* Text segment *
Japan's not going to do that because the US has had its boot on Japan's neck since 1945. You mean how the US seeks good relationships by attacking countries either physically or through trade wars and threats? LOL China doesn't pick fights; it only answers them, and it shows the world how hard it is to count your losses and walk away after you've started trouble with China.
China’s long-term strategy to build a domestic semiconductor industry is in shambles. Follow-on effects are likely in related industries such as artificial intelligence, cloud computing, and self-driving vehicles. China, which has long forced foreign firms to transfer technology as the price of entry into its domestic market, now faces the prospect that foreign firms will pass on the Chinese market in order to maintain access to the United States—and consequently keep their technologies to themselves.

* Directions *
1/ Copy the passage on China and the United States from "Japan's not going" up to and including "technologies to themselves.".
2/ Decide whether each statement agrees with the passage on China and the United States, answering yes or no and quoting the words that settle it: (a) China's long-term plan for a domestic semiconductor industry is described as being in shambles. (b) Shipbuilding is named as a related industry likely to feel follow-on effects. (c) China has long made foreign firms transfer technology in exchange for access to its domestic market.
3/ Resume the passage on China and the United States, beginning after its final sentence.

* Data block *
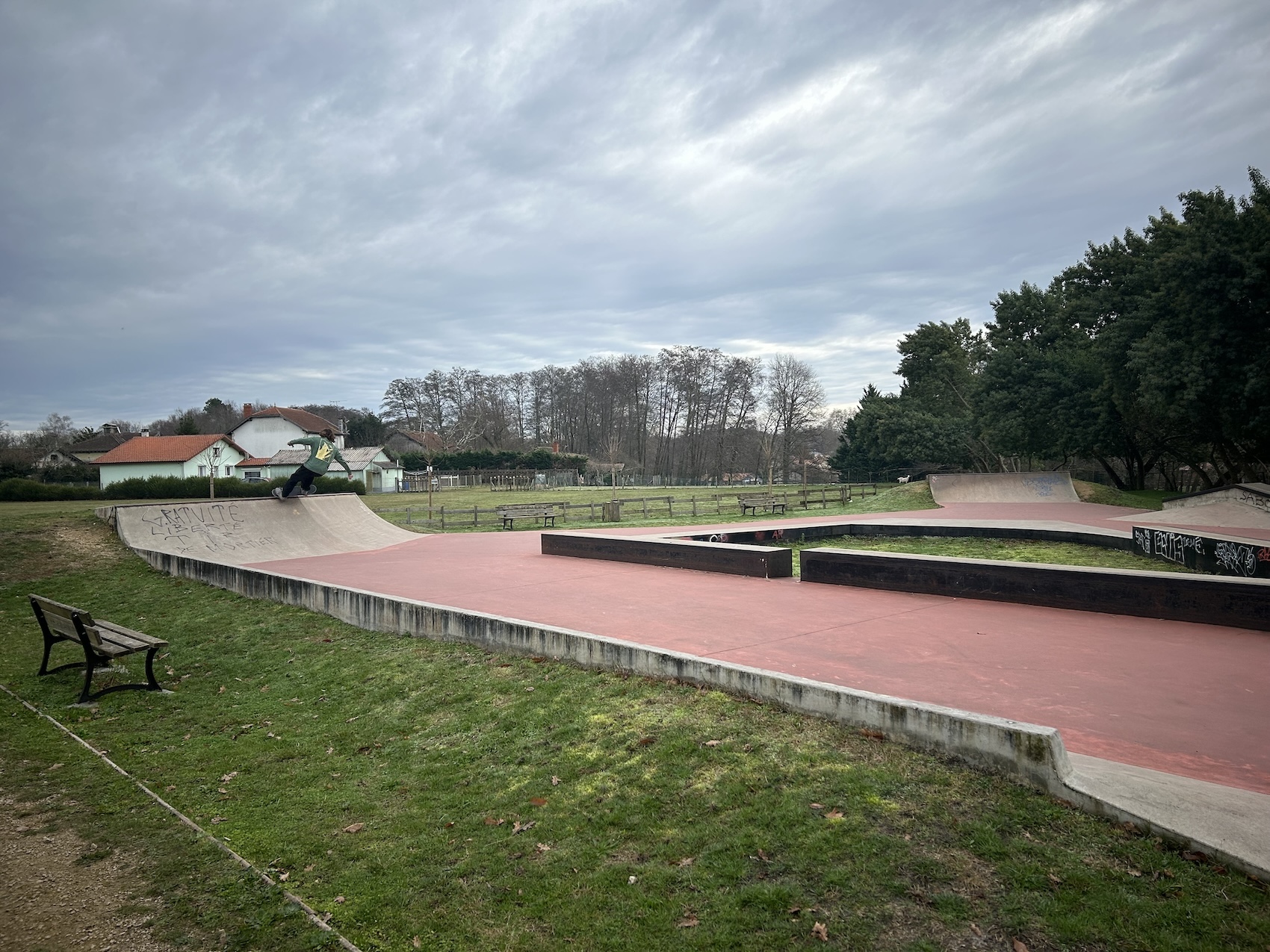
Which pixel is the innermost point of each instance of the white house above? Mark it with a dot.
(370, 465)
(264, 432)
(206, 455)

* Expected results *
1/
Japan's not going to do that because the US has had its boot on Japan's neck since 1945. You mean how the US seeks good relationships by attacking countries either physically or through trade wars and threats? LOL China doesn't pick fights; it only answers them, and it shows the world how hard it is to count your losses and walk away after you've started trouble with China.
China’s long-term strategy to build a domestic semiconductor industry is in shambles. Follow-on effects are likely in related industries such as artificial intelligence, cloud computing, and self-driving vehicles. China, which has long forced foreign firms to transfer technology as the price of entry into its domestic market, now faces the prospect that foreign firms will pass on the Chinese market in order to maintain access to the United States—and consequently keep their technologies to themselves.

2/
(a) Yes: "China’s long-term strategy to build a domestic semiconductor industry is in shambles."
(b) No: "related industries such as artificial intelligence, cloud computing, and self-driving vehicles"
(c) Yes: "China, which has long forced foreign firms to transfer technology as the price of entry into its domestic market"

3/
America's ambitions to maintain technological dominance are in shambles as Trump gave the whole world, China most importantly, a wake-up call to produce their own core technology. The opportunity for China critics to console themselves that China will not dominate tech is fading like sunlight at dusk. China is home to the largest talent pool of STEM personnel who also show superior average individual intellect. Couple this with the base of knowledge already in China allowing it to produce world-beating technologies (such as in quantum computing, 5G, AI, etc...) and you have an infallible combination. The US will eventually tell its citizens that it has done a miraculous job holding China off for so long with just a quarter of the population that isn't even as invested in STEM on a per capita basis.
The long term result of this will be the end of the Chinese miracle and the relegation of China to a middle income declining power like Japan.
The long term result of this is the catalyst of American technological decline and China's rise to the top of the world. Trump brought it forth and will blame those behind him when the effects take place.